▶ MATERIAL SHOWN:

----------

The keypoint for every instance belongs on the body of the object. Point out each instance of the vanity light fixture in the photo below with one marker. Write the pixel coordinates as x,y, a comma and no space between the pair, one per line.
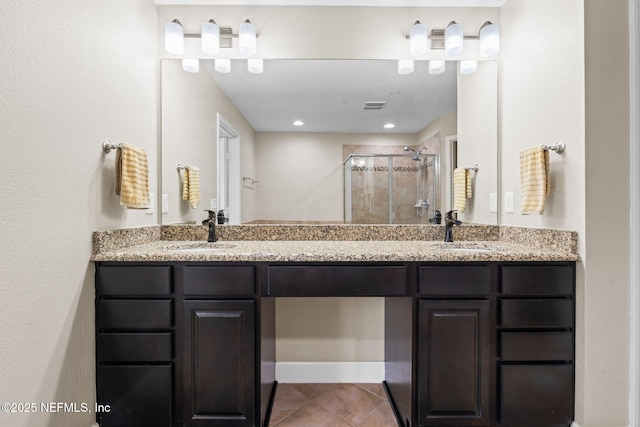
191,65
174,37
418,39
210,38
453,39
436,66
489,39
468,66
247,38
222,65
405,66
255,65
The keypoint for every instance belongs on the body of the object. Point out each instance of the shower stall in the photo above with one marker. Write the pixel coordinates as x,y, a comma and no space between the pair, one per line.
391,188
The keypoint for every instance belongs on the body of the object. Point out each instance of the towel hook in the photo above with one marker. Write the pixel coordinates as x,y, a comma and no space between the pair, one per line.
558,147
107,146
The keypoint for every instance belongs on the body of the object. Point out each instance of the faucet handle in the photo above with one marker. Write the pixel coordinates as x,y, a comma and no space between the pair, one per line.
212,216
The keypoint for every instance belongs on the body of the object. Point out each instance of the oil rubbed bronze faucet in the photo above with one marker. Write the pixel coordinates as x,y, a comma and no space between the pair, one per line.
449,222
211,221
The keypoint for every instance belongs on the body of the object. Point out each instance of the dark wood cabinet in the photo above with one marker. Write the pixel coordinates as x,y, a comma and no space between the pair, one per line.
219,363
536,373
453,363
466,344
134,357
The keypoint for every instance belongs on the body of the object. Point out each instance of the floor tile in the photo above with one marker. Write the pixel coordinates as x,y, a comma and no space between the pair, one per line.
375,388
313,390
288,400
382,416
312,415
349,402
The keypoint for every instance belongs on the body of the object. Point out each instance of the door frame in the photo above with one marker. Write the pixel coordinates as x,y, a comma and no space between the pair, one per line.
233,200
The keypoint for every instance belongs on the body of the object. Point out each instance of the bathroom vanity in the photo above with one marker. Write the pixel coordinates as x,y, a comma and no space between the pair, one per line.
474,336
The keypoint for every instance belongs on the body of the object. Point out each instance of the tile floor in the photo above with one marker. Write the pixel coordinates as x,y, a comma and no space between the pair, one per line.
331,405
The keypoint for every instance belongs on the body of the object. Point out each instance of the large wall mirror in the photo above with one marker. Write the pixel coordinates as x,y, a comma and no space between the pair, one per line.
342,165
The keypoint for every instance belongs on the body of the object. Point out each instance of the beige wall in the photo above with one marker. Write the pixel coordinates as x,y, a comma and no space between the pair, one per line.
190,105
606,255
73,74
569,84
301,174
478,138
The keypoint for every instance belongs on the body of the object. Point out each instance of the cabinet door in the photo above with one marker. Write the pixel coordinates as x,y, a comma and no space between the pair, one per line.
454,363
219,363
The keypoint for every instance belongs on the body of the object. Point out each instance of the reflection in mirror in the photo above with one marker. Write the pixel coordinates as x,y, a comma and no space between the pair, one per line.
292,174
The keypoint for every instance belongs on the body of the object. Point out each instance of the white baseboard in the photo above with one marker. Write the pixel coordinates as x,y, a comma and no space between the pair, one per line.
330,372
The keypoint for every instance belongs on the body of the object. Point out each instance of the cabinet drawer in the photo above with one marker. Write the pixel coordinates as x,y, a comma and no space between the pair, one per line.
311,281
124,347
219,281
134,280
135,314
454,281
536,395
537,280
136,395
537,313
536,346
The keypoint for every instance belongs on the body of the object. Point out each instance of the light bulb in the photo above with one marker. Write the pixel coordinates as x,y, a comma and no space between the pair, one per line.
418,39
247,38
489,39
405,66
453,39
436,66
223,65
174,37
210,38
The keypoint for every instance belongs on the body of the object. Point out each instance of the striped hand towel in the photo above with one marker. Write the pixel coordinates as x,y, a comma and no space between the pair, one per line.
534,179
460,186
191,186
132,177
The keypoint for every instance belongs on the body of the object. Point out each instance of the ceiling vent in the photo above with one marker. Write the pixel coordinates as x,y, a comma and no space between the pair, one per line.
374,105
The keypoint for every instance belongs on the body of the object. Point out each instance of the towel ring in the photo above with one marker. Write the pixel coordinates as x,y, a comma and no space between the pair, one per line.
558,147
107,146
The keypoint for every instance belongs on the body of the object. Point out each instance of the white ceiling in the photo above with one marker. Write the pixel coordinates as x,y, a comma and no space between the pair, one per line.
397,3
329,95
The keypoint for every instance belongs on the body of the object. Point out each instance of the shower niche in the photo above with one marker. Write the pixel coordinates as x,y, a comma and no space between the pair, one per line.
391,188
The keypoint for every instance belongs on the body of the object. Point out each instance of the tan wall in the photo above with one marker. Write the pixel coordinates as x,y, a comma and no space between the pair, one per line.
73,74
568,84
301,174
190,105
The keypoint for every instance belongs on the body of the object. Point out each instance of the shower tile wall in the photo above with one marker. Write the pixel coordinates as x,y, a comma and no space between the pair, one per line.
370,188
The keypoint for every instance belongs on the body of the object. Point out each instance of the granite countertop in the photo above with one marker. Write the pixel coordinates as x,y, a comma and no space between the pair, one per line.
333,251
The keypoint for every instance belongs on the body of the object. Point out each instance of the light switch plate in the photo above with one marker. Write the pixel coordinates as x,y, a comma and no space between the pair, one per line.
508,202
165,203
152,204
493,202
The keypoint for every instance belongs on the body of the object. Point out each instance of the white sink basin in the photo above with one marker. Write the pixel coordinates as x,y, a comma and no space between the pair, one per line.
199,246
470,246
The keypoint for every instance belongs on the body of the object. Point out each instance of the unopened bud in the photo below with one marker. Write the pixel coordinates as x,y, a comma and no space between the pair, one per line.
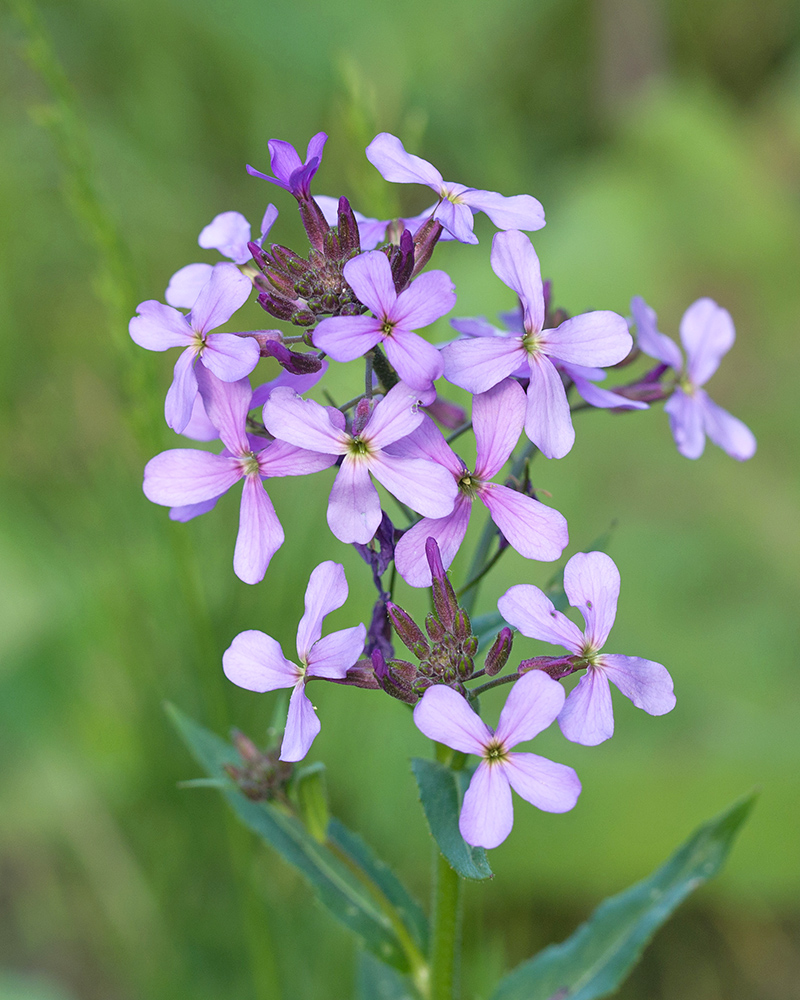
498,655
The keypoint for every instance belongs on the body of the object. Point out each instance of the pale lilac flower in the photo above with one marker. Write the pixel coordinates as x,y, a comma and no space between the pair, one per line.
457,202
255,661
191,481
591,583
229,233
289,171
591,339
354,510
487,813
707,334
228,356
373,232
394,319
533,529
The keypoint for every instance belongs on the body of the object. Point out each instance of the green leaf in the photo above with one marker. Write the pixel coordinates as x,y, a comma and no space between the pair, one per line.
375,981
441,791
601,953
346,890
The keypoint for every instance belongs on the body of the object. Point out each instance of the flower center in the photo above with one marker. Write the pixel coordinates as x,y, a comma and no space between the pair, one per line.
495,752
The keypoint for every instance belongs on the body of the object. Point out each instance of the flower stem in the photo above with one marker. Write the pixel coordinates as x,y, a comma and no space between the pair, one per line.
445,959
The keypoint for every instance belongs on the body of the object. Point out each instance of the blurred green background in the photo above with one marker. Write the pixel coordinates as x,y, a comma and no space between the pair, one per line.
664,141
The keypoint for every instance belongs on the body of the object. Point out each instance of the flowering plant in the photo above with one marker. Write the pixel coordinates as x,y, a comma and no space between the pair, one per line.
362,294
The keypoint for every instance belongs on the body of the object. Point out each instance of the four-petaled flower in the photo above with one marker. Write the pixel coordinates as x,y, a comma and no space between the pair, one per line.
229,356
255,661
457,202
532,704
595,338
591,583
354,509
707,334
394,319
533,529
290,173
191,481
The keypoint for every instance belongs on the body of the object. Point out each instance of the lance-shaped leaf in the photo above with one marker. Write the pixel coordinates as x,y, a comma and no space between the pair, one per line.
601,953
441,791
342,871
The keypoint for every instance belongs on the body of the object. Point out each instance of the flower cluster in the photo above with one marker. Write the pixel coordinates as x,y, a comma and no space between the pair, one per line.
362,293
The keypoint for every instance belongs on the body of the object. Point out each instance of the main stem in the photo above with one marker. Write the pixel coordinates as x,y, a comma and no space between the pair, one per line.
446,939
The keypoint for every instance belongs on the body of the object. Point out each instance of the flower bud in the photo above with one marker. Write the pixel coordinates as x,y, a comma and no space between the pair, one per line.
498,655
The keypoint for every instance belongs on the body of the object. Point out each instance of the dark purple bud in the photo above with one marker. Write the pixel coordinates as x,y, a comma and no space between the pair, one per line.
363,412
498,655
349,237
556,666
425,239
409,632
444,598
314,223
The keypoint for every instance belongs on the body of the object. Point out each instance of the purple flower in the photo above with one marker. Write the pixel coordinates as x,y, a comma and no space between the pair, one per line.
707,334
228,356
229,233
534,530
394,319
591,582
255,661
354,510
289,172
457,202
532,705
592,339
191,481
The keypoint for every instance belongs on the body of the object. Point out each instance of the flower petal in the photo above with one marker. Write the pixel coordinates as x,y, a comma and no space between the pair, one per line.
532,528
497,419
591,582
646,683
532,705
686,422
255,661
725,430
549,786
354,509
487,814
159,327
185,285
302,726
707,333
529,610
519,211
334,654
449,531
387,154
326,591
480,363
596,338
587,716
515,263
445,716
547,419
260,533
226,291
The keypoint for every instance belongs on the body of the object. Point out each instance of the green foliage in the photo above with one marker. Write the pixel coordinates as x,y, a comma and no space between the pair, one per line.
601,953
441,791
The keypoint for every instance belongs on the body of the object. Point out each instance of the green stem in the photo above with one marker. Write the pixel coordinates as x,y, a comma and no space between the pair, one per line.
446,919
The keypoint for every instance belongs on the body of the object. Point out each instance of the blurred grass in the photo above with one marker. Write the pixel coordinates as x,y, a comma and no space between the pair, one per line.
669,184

----------

▶ EXERCISE GOAL:
In the listing above, find the line with "the green foliage" and set down that line and all after it exactly, through the final line.

▶ CORRECT ANSWER:
The keypoint for every instance belongs on the body of the object. Point out each instance of the green foliage in the photo above with one marker. Write the pixel coordinates as x,y, a comma and no space between the pair, one per line.
601,953
441,791
The keypoint for every instance belongs on the body of the object. Point out each instance of the green stem in the photo above with one marker. Write the pixel coordinates as x,y, a comma and no space between the pair, one per line.
446,919
The keypoint for every instance belongs on the body of the object. Point out each instance of the blurred grass in the photo above with one marker. Write the pixel coordinates as x,y, a comma and no space between the pair, one per line.
669,184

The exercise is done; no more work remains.